PROBLEM TO SOLVE
Given the records below, would you repeat exactly the lines that begin at the one containing "strip, it would be much appreciated." and end at the one containing "glasses, it would be much appreciated.", inclusive?
══════════
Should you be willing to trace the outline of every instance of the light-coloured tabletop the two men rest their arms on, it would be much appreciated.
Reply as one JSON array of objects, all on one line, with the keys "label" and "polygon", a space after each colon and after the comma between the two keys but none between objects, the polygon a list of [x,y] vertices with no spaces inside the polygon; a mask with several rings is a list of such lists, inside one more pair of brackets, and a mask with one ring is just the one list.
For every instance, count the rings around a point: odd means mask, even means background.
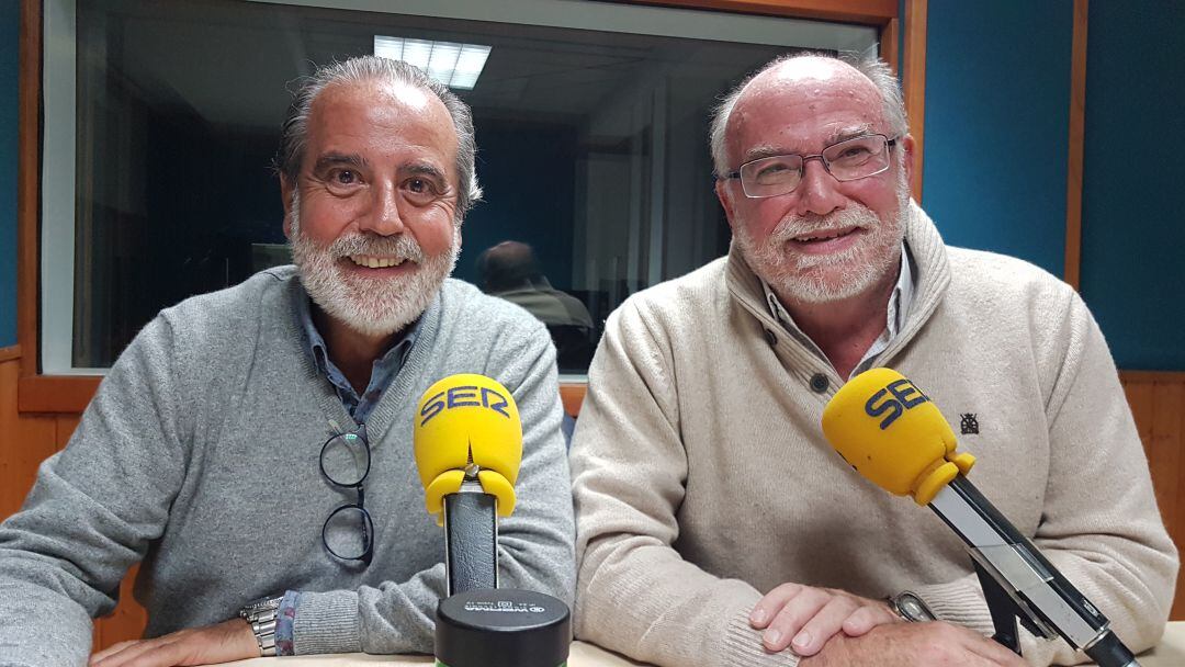
[{"label": "light-coloured tabletop the two men rest their arms on", "polygon": [[[270,665],[276,667],[281,665],[281,661],[283,667],[365,667],[377,663],[390,666],[433,663],[433,659],[427,655],[366,655],[363,653],[351,653],[347,655],[305,655],[282,659],[255,658],[252,660],[241,660],[232,665],[250,667],[265,667]],[[568,665],[570,667],[630,667],[642,663],[627,660],[590,643],[572,642]],[[1140,655],[1140,665],[1142,667],[1181,667],[1185,665],[1185,621],[1168,623],[1160,643],[1152,650]]]}]

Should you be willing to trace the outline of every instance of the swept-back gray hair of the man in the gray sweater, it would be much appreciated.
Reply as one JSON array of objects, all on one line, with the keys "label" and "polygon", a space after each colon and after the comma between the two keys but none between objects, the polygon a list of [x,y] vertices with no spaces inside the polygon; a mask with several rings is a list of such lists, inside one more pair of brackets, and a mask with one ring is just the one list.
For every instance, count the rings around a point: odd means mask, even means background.
[{"label": "swept-back gray hair of the man in the gray sweater", "polygon": [[460,192],[457,193],[455,219],[460,223],[469,209],[481,200],[481,186],[478,184],[478,173],[474,168],[478,142],[473,132],[473,114],[469,111],[469,105],[454,95],[447,85],[433,79],[419,68],[399,60],[360,56],[341,63],[322,65],[312,76],[305,77],[295,92],[293,103],[288,108],[288,116],[280,130],[276,171],[293,182],[300,175],[300,166],[305,160],[305,147],[308,142],[309,113],[313,102],[326,88],[367,82],[418,88],[435,95],[448,109],[457,141],[456,173]]}]

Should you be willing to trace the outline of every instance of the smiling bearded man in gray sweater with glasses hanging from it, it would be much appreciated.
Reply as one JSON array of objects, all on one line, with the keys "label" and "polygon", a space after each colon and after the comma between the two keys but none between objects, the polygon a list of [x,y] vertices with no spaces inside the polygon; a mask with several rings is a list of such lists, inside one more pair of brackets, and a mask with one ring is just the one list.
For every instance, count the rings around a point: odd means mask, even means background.
[{"label": "smiling bearded man in gray sweater with glasses hanging from it", "polygon": [[277,159],[296,265],[164,310],[120,357],[0,526],[5,663],[87,662],[137,560],[153,639],[91,665],[430,653],[443,541],[412,415],[453,373],[501,381],[523,419],[500,581],[571,603],[553,347],[447,278],[474,153],[469,109],[410,65],[357,58],[303,85]]}]

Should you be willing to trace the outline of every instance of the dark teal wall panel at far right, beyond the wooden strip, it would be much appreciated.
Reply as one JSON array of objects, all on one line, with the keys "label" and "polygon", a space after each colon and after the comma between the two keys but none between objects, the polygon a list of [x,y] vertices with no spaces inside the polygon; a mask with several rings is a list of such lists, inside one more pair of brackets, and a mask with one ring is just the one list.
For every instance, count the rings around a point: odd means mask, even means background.
[{"label": "dark teal wall panel at far right, beyond the wooden strip", "polygon": [[1185,371],[1185,2],[1090,2],[1082,295],[1123,368]]}]

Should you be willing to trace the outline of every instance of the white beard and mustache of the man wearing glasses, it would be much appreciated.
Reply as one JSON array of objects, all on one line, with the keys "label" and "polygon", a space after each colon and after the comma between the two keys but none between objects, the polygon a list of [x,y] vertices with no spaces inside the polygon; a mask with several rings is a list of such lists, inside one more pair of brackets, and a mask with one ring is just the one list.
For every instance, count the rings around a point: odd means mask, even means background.
[{"label": "white beard and mustache of the man wearing glasses", "polygon": [[[909,181],[898,171],[897,210],[882,220],[871,209],[854,204],[827,216],[786,216],[761,243],[749,235],[744,224],[732,227],[749,267],[783,299],[799,303],[841,301],[872,288],[899,262],[897,249],[905,236],[909,216]],[[794,239],[822,229],[860,227],[864,238],[834,255],[787,252]]]}]

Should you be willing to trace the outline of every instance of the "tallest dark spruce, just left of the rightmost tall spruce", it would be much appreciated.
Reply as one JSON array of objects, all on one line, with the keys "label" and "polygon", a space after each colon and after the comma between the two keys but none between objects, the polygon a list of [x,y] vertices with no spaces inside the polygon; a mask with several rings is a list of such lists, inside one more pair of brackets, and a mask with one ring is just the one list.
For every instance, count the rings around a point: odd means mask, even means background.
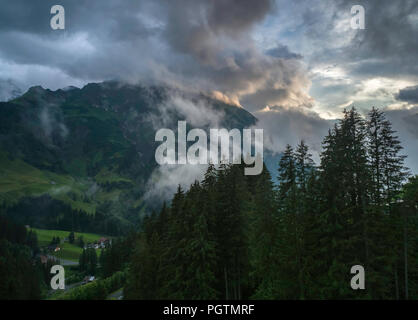
[{"label": "tallest dark spruce, just left of the rightmost tall spruce", "polygon": [[328,241],[324,268],[325,297],[352,297],[346,274],[351,266],[367,268],[369,256],[366,207],[369,174],[365,121],[355,108],[325,138],[321,154],[321,186],[325,203],[322,221]]}]

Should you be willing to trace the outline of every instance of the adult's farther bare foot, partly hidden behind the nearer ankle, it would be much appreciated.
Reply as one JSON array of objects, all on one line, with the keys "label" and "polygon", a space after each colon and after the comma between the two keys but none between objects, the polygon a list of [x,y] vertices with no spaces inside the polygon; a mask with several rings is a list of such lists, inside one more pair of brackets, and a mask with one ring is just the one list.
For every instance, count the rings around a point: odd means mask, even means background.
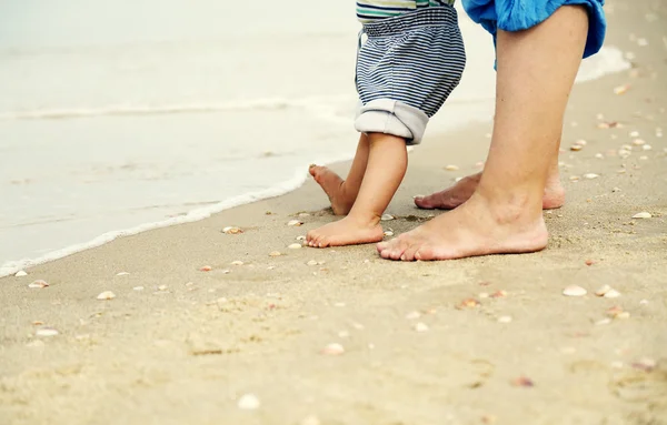
[{"label": "adult's farther bare foot, partly hidden behind the nearer ankle", "polygon": [[[468,175],[444,191],[435,192],[428,196],[416,196],[415,205],[422,210],[454,210],[472,196],[480,178],[481,173]],[[559,209],[564,204],[565,189],[560,184],[559,176],[556,175],[547,179],[545,196],[542,198],[542,209]]]}]

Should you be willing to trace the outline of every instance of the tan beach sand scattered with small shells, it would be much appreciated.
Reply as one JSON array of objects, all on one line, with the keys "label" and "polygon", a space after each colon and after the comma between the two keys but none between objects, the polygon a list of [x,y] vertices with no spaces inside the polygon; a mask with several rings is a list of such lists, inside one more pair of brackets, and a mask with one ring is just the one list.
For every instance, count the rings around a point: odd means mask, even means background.
[{"label": "tan beach sand scattered with small shells", "polygon": [[[547,250],[405,264],[374,245],[287,249],[334,220],[311,182],[121,239],[0,280],[0,423],[667,424],[667,138],[656,130],[667,130],[667,9],[609,3],[608,42],[636,68],[575,89],[568,200],[545,215]],[[411,196],[475,171],[489,131],[431,135],[387,226],[428,220]],[[286,225],[302,211],[302,226]],[[644,211],[653,217],[631,219]],[[221,233],[228,225],[245,232]],[[28,287],[37,279],[50,286]],[[588,294],[564,296],[570,284]],[[595,296],[605,284],[620,296]],[[102,291],[116,297],[97,300]],[[457,308],[466,298],[480,304]],[[613,306],[629,317],[610,318]],[[59,334],[36,336],[44,326]],[[330,343],[345,353],[321,354]],[[239,408],[245,394],[258,408]]]}]

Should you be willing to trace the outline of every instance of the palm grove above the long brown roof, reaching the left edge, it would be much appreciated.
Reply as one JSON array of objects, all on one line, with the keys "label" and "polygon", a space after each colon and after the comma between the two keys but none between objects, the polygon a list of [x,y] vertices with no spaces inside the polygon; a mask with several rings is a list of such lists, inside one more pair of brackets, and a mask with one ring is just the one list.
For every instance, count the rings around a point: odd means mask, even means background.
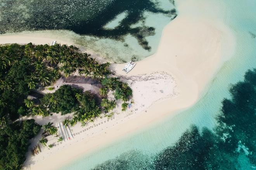
[{"label": "palm grove above the long brown roof, reaching the left edge", "polygon": [[[36,87],[55,82],[60,74],[72,75],[79,69],[81,74],[103,78],[111,72],[109,63],[99,64],[86,53],[79,53],[75,46],[10,44],[0,46],[0,117],[15,120],[29,114],[24,99]],[[35,106],[34,114],[45,110]]]}]

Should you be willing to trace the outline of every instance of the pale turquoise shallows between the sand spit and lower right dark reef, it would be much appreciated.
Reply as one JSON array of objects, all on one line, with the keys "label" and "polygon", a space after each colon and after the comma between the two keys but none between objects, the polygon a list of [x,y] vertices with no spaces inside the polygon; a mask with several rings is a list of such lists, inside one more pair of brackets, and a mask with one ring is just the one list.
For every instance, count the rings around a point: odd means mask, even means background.
[{"label": "pale turquoise shallows between the sand spit and lower right dark reef", "polygon": [[[179,2],[186,2],[186,0],[176,2],[177,10]],[[194,7],[200,5],[201,2],[205,3],[202,0],[192,0],[192,2],[195,4]],[[109,165],[112,166],[112,168],[108,167],[109,169],[118,169],[116,167],[122,167],[120,162],[124,162],[130,167],[136,167],[134,169],[142,169],[142,167],[151,169],[152,156],[175,143],[191,124],[209,129],[216,126],[214,118],[220,113],[221,101],[230,97],[228,90],[231,85],[242,81],[248,69],[256,68],[256,39],[254,37],[256,34],[256,1],[209,0],[208,2],[211,5],[216,3],[223,9],[221,14],[216,15],[232,29],[237,39],[237,48],[234,56],[224,63],[212,82],[209,83],[201,99],[193,107],[179,111],[175,117],[170,116],[160,124],[121,139],[105,148],[100,148],[90,155],[85,155],[69,166],[61,168],[62,170],[90,169],[114,158],[104,166]],[[198,12],[196,8],[192,8],[191,11]],[[215,15],[212,10],[199,12]],[[243,156],[241,155],[241,157]],[[239,160],[241,164],[248,165],[245,158]],[[246,167],[244,168],[246,169]]]}]

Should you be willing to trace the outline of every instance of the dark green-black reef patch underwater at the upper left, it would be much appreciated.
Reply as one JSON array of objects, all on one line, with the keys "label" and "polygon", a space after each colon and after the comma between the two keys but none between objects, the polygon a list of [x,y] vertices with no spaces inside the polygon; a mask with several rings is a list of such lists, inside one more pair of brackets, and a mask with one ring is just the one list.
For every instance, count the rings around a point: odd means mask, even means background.
[{"label": "dark green-black reef patch underwater at the upper left", "polygon": [[[170,1],[174,4],[174,1]],[[145,37],[155,34],[150,26],[130,26],[144,23],[145,11],[176,17],[176,10],[163,10],[158,2],[150,0],[2,0],[0,4],[0,33],[33,30],[67,29],[81,35],[123,40],[131,34],[146,50],[150,50]],[[117,15],[126,17],[114,29],[104,26]]]}]

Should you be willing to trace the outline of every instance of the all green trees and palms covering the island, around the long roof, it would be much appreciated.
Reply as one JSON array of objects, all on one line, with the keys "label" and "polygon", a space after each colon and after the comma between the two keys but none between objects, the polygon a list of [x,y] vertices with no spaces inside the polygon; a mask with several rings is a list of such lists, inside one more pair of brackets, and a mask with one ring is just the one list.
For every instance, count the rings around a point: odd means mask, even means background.
[{"label": "all green trees and palms covering the island, around the long roof", "polygon": [[[116,100],[121,99],[126,105],[132,90],[119,78],[108,77],[111,74],[109,65],[99,64],[87,53],[80,53],[75,46],[32,43],[0,46],[0,170],[20,169],[25,160],[28,140],[41,129],[33,119],[16,121],[19,117],[74,113],[73,119],[65,120],[64,124],[73,126],[81,122],[85,126],[103,110],[108,112],[116,107],[115,100],[106,99],[109,90],[114,91]],[[76,70],[80,75],[102,82],[102,104],[96,104],[94,95],[89,91],[83,92],[69,85],[59,87],[54,93],[47,93],[39,101],[28,98],[33,90],[52,85],[61,76],[71,76]],[[57,135],[57,128],[51,122],[43,128],[45,133]],[[47,139],[42,138],[40,143],[46,145]]]}]

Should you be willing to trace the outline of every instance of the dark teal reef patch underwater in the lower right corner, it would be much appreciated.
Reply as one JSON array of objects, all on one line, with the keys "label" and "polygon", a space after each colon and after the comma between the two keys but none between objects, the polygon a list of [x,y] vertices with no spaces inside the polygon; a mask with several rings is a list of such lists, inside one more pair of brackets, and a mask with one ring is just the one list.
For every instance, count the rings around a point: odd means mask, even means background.
[{"label": "dark teal reef patch underwater in the lower right corner", "polygon": [[[256,69],[230,88],[214,129],[192,125],[156,155],[129,151],[94,170],[242,170],[256,167]],[[218,110],[216,110],[218,112]]]}]

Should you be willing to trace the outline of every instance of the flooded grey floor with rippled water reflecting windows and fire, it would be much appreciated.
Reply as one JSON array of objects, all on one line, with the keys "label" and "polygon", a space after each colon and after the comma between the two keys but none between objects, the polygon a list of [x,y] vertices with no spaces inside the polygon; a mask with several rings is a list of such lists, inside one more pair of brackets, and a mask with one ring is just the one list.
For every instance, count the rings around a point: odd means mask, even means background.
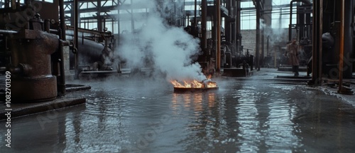
[{"label": "flooded grey floor with rippled water reflecting windows and fire", "polygon": [[[91,82],[85,105],[14,118],[0,152],[355,152],[355,109],[305,85],[217,80]],[[0,125],[5,125],[4,121]]]}]

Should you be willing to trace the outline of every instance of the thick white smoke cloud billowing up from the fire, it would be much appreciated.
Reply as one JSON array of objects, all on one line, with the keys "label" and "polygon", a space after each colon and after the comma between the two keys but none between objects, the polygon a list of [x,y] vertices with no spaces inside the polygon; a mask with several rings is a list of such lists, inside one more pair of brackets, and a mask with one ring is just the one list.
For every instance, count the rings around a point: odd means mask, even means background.
[{"label": "thick white smoke cloud billowing up from the fire", "polygon": [[[119,58],[130,68],[153,68],[155,72],[163,73],[167,80],[205,79],[200,64],[192,63],[193,57],[200,53],[199,40],[183,28],[169,26],[165,16],[156,11],[155,1],[133,2],[132,5],[144,3],[152,9],[141,28],[133,35],[122,36],[116,49]],[[168,3],[163,5],[165,10],[171,6]]]}]

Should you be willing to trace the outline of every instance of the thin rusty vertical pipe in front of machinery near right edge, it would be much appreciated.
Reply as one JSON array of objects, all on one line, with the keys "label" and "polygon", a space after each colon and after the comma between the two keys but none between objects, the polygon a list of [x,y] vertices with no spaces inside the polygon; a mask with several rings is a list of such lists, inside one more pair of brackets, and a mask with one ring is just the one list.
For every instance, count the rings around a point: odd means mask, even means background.
[{"label": "thin rusty vertical pipe in front of machinery near right edge", "polygon": [[343,65],[344,65],[344,2],[342,0],[342,6],[340,7],[340,42],[339,42],[339,90],[338,93],[342,91],[343,86]]}]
══════════
ANSWER SECTION
Should you be willing to trace the outline of every instance of the dark teal wall panel at far right, beyond the wooden strip, it would be much appreciated.
Reply as one JSON array of objects, all on one line, with the keys "label" and "polygon", a space after each colon and after the comma between the two keys but none between objects, the polygon a list of [x,y] vertices with no spaces inside the polygon; a mask with several rings is a list of such lists, inside one more pair of brackets, and a mask with one ring is just the one list.
For every instance, count the rings around a point: odd means mask, even means background.
[{"label": "dark teal wall panel at far right, beyond the wooden strip", "polygon": [[1185,371],[1185,2],[1090,2],[1082,295],[1123,368]]}]

Should you be willing to trace the outline of every instance of the white beard and mustache of the man wearing glasses, it would be much appreciated.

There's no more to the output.